> [Given passage]:
+ + + +
(The following article was originally published in East Haddam News.)
By Toni McCabe
In a matter of weeks, shops in Massachusetts will be legally selling marijuana. As our neighbor to the north begins selling recreational pot, it’s worth considering how this may affect their (and our) state. We can look to the examples of Colorado, Washington, and other states to see what may happen after legalization.
According to Kevin Sabet, of Smart Approaches to Marijuana (SAM), in states that have liberalized marijuana laws “drugged driving deaths have increased, emergency room visits have risen, and more young people are using marijuana.” In a study published by the American Academy of Pediatrics, researchers found that ER visits by teenagers in Colorado more than quadrupled after legalization. These hospitalizations were largely related to mental health symptoms. According to SAM, the “percentage of traffic deaths related to marijuana more than doubled in Washington State the year retail marijuana sales were allowed.” In Colorado, emergency poison control calls for children aged 0 to 8 more than tripled. In Colorado elementary and high schools, marijuana-related offenses have increased 34% since legalization. Sabet further notes that “Last month, the National Institutes of Health released a study finding that 1 in 4 12th-graders reported that they would try marijuana for the first time, or use it more often, if marijuana were legalized.”
It’s worth considering what effect early use has on teens. Heavy teenage marijuana use correlates with an 8-point drop in IQ. This loss is not reversed when marijuana use stops. Unsurprisingly, it’s also correlated with lower grades, exam scores, and lower life satisfaction. Adolescent users are less likely to graduate high school, enroll in college, and are likely to earn less than their non-using peers. If 1 in 4 12th graders would be more likely to use or use more due to legalization, a quarter of our youth might be left dealing with these consequences.
As legalization is fully implemented in Massachusetts, we should think critically about the costs associated with marijuana. While some view marijuana as a safe, fun plant with few downsides, the Local Prevention Council wants to provide the other side of the story.
+ + + +
> [Supplied entries]:
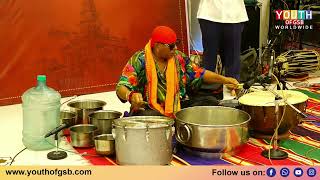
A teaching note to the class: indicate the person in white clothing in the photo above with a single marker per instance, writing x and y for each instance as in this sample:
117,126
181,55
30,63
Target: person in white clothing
221,23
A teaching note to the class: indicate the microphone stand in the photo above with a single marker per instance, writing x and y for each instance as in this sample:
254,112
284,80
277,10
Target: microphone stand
56,155
275,152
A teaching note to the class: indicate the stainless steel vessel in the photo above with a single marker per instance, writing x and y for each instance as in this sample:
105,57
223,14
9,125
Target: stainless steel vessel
83,108
143,140
212,128
263,115
82,135
69,118
103,120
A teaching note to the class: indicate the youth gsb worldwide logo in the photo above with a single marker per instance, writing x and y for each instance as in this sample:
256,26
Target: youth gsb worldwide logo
293,19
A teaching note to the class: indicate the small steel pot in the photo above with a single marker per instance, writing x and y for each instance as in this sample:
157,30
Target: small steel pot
104,144
103,120
143,140
82,135
68,118
83,108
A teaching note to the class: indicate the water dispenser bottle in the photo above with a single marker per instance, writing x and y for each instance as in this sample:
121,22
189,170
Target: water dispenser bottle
41,112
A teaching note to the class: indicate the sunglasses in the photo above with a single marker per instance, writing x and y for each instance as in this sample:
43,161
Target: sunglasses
173,45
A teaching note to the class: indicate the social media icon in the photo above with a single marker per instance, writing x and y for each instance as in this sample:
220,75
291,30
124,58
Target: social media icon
311,172
271,172
284,172
298,172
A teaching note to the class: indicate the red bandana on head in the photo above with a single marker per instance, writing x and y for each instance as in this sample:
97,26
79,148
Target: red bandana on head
163,34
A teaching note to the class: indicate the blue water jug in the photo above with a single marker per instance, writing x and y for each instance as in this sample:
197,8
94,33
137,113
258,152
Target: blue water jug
41,113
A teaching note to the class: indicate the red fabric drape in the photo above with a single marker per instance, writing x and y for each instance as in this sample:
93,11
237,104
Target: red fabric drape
81,45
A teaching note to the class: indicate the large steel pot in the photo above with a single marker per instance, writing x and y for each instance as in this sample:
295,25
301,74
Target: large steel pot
213,129
143,140
261,107
83,108
103,120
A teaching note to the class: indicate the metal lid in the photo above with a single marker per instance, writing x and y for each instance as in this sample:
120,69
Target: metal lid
141,122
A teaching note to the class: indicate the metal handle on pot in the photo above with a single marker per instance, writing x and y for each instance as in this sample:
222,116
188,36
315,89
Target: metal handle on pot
186,139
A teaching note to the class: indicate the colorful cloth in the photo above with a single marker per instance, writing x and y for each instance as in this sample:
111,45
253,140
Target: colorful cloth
134,77
172,101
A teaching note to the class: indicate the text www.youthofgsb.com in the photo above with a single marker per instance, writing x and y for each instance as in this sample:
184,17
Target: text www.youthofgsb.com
53,172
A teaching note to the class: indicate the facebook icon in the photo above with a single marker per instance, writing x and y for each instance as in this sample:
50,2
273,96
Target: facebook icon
271,172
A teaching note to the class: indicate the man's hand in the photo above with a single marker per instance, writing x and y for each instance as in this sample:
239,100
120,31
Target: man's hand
137,100
231,83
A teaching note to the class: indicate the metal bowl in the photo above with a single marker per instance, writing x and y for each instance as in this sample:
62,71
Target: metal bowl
68,118
104,144
83,108
103,120
213,129
82,135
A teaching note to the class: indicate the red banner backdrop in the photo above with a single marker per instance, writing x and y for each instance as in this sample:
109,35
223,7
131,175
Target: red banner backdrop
81,45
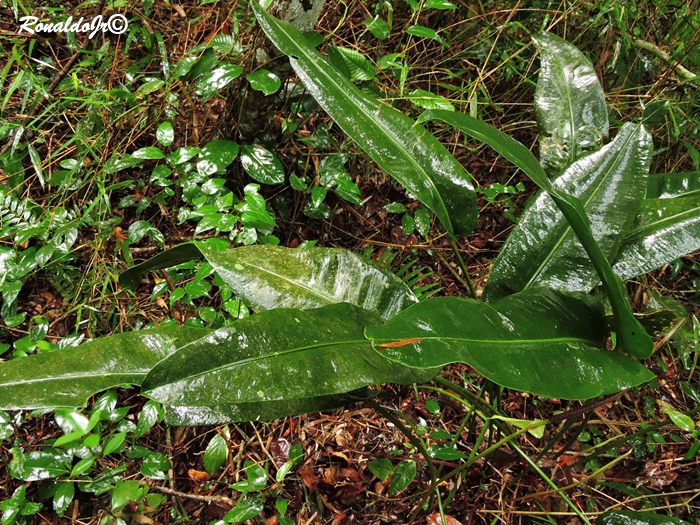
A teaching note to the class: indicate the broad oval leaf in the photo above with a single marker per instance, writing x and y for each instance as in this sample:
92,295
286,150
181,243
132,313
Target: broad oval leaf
408,152
569,104
216,156
268,277
671,185
543,250
281,354
664,230
68,377
522,342
404,474
262,165
215,454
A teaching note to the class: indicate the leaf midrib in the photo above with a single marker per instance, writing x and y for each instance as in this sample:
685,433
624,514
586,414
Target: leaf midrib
305,348
73,376
596,188
653,225
310,60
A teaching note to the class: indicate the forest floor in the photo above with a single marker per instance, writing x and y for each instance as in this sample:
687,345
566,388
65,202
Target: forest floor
624,453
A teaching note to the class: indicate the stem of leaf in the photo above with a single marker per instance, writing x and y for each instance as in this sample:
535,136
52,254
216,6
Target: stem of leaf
415,441
463,267
505,428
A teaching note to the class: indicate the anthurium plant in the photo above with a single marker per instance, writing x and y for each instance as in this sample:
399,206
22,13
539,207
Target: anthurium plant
330,324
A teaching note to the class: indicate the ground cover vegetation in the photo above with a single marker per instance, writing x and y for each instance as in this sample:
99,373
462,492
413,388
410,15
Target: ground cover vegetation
351,233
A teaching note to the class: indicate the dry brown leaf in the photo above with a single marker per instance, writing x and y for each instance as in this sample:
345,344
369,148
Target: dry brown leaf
309,478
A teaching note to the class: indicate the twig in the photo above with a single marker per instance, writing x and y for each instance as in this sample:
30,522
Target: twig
684,73
460,261
209,499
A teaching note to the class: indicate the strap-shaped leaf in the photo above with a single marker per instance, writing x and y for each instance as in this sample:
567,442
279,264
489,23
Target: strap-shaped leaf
664,230
406,151
68,377
268,277
541,341
281,354
543,250
261,411
631,336
569,104
670,185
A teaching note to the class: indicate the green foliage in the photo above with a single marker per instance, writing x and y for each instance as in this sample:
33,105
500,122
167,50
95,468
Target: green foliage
307,349
408,152
628,517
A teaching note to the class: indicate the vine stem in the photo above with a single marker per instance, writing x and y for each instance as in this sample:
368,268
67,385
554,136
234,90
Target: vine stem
415,441
463,266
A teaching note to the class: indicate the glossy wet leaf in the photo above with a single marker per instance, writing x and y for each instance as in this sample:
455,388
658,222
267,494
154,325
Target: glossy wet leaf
427,100
265,81
262,164
215,454
681,420
148,153
246,509
424,32
68,377
404,474
63,497
520,342
631,336
664,230
281,354
216,156
378,27
165,134
359,65
273,277
670,185
382,468
268,277
214,81
260,411
630,517
403,149
569,104
543,250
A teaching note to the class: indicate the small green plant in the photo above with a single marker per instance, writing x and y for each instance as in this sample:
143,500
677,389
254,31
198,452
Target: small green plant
329,324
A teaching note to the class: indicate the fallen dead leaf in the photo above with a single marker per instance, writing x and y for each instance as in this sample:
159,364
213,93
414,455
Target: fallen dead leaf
436,519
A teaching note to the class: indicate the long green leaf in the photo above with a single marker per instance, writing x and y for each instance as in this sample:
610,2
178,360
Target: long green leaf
406,151
569,104
268,277
278,355
180,254
68,377
260,411
543,250
665,229
631,336
670,185
541,341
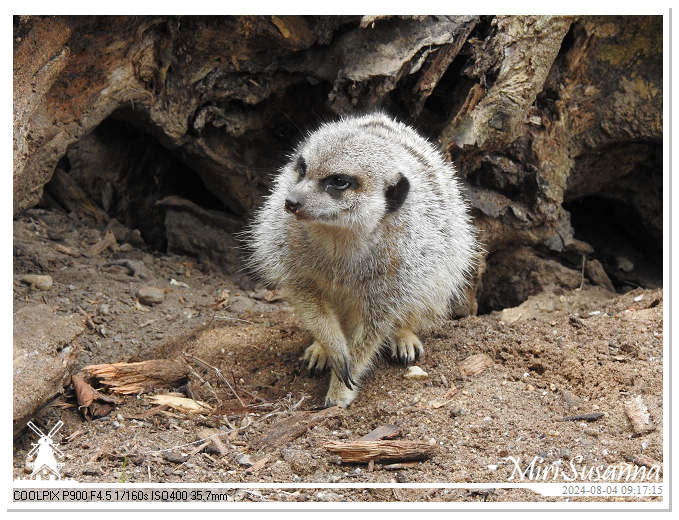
+ + + +
> [Work task 1]:
Rewrite the paragraph of the marijuana legalization article that begins "It's worth considering what effect early use has on teens" as a brief bulleted list that keeps its main facts.
> [Work task 2]:
From the marijuana legalization article, copy the stretch from "As legalization is" through "of the story." word for word.

> [Problem solution 1]:
- Heavy teenage marijuana use correlates with an 8-point drop in IQ, which is not reversed when use stops.
- It is also correlated with lower grades, lower exam scores, and lower life satisfaction.
- Adolescent users are less likely to graduate high school or enroll in college, and are likely to earn less than non-using peers.
- If 1 in 4 12th graders would use marijuana or use it more because of legalization, a quarter of youth might face these consequences.

> [Problem solution 2]:
As legalization is fully implemented in Massachusetts, we should think critically about the costs associated with marijuana. While some view marijuana as a safe, fun plant with few downsides, the Local Prevention Council wants to provide the other side of the story.